--- Objetivo da tarefa ---
Que datas distintas aparecem no excerto sobre a prescrição do crédito da Caixa? Indique cada uma apenas uma vez.

18.ª O referido na conclusão que antecede aplica-se integralmente ao caso concreto destes autos com a diferença de que o vencimento imediato das prestações do capital mutuado pagável com juros, emergente do incumprimento pelos executados da obrigação do seu pagamento ocorreu, não por força do disposto na norma supletiva do art.º 781º do C.C., mas sim por força do estabelecido nas cláusulas 14.ª n.-º 1 al. a) e 15.ª n.º 1 al. a) do Documento Complementar, sendo que esse entendimento sai reforçado quando conjugado com o teor dos art.ºs 9º e 10º da contestação da oposição à execução e dos n.ºs 9 a 15 do requerimento executivo.

Na verdade,

19.ª Do texto do Documento Complementar, designadamente, do teor das cláusulas 14.ª n.º1 al. a) e 15.ª n.º 1 al. a), conjugado com o texto do requerimento executivo, designadamente nos n.ºs 9 a14e,ainda, nos art.ºs 9º e 10º da contestação à oposição à execução por embargos, resulta, com evidente clareza, que a Caixa, aproveitando-se do benefício do prazo constituído a seu favor, decidiu, sem necessidade de interpelar os devedores, declarar vencida toda a dívida (todas as prestações do capital mutuado pagável com juros), em 25/01/2011, pelo que, a exequente, podia a partir dessa data, nos termos do art.º 306º n.º 1 do C.C., ter instaurado, de imediato a respetiva ação executiva para a cobrança da dívida em causa e se o não fez, foi por desleixo ou incúria na defesa dos seus interesses.

20.ª A douta decisão do Tribunal de 1.ª Instância afastou a aplicabilidade do art.º 781º do C.C., no caso destes autos uma vez que as partes estipularam no contrato de mútuo (cláusulas14.ª e 15.ª do Documento Complementar), qual seria a consequência da falta de pagamento das prestações que se fossem vencendo, sendo certo que a norma inserida naquele preceito (art.º 781º do C.C.) tem natureza supletiva, podendo ser afastada pela vontade das partes, o que aconteceu no presente caso.

Por outro lado, o M. º Juiz que proferiu essa sentença refere, na sua fundamentação, invocando o n.º da 1 da al. a) da cláusula 15.ª, sob a epígrafe de vencimento antecipado, que a Caixa considerou vencida a totalidade da dívida, em 25/01/2011, data a partir da qual calculou os juros de mora sobre a totalidade da dívida vencida, pelo que a Caixa ao propor a ação executiva, em 10/03/2022, exigindo o pagamento das prestações acordadas e não pagas, acrescidas dos juros vencidas desde 25/01/2011 alegando o incumprimento dos mutuários, exerceu a faculdade de, sem necessidade de interpelação dos mutuários exigir, imediatamente, o cumprimento de todas as prestações, o que significa que, quando a exequente propôs essa ação, de que dependem estes autos, e os executados foram para ela citados em 07/04/2022, se encontrava prescrito o direito de crédito exequendo relativamente a estes, desde, pelo menos, 25/01/2011.

--- Dados disponíveis ---
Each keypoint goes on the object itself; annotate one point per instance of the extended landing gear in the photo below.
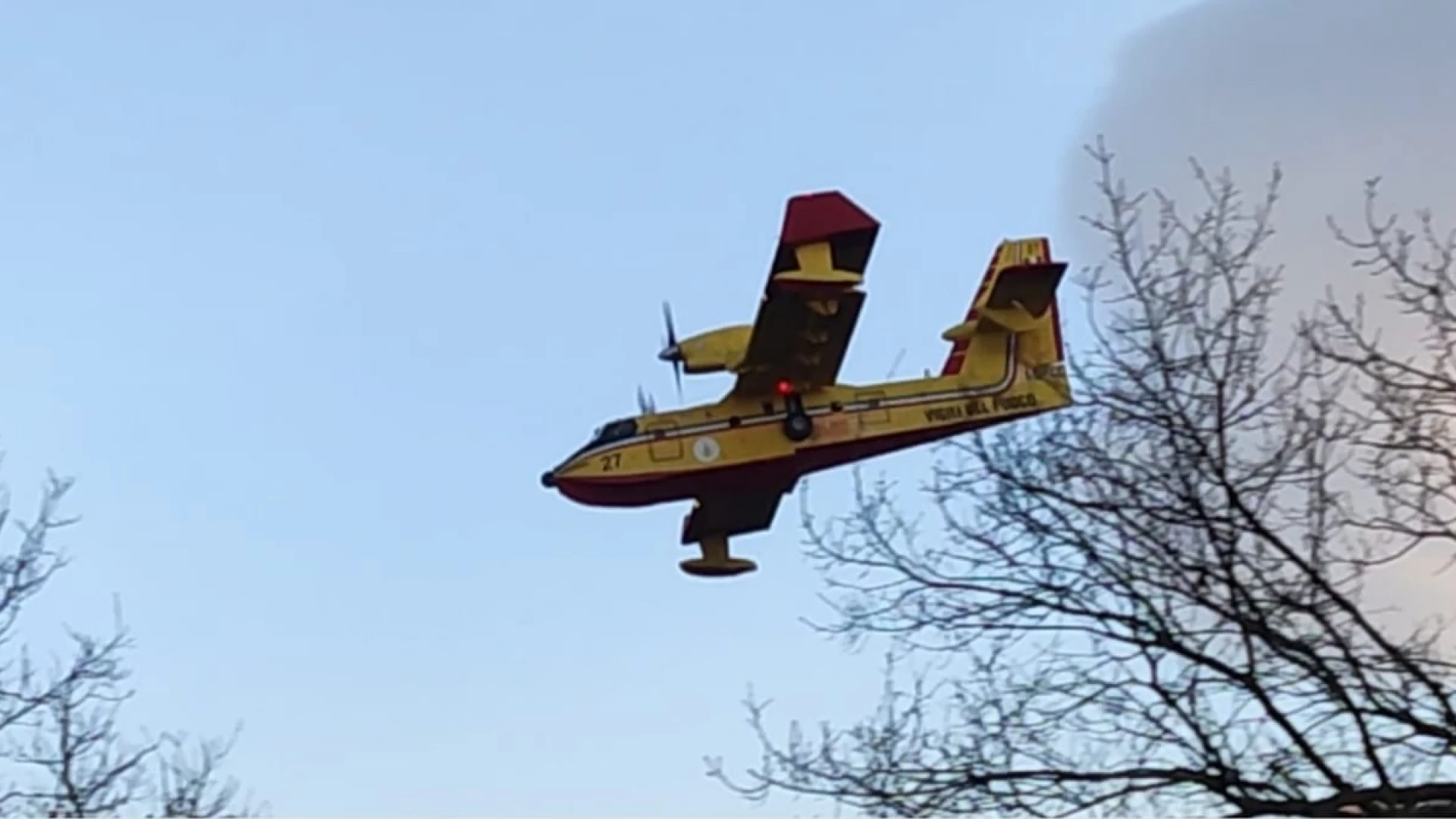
(797, 423)
(715, 561)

--- Resultado esperado ---
25/01/2011
10/03/2022
07/04/2022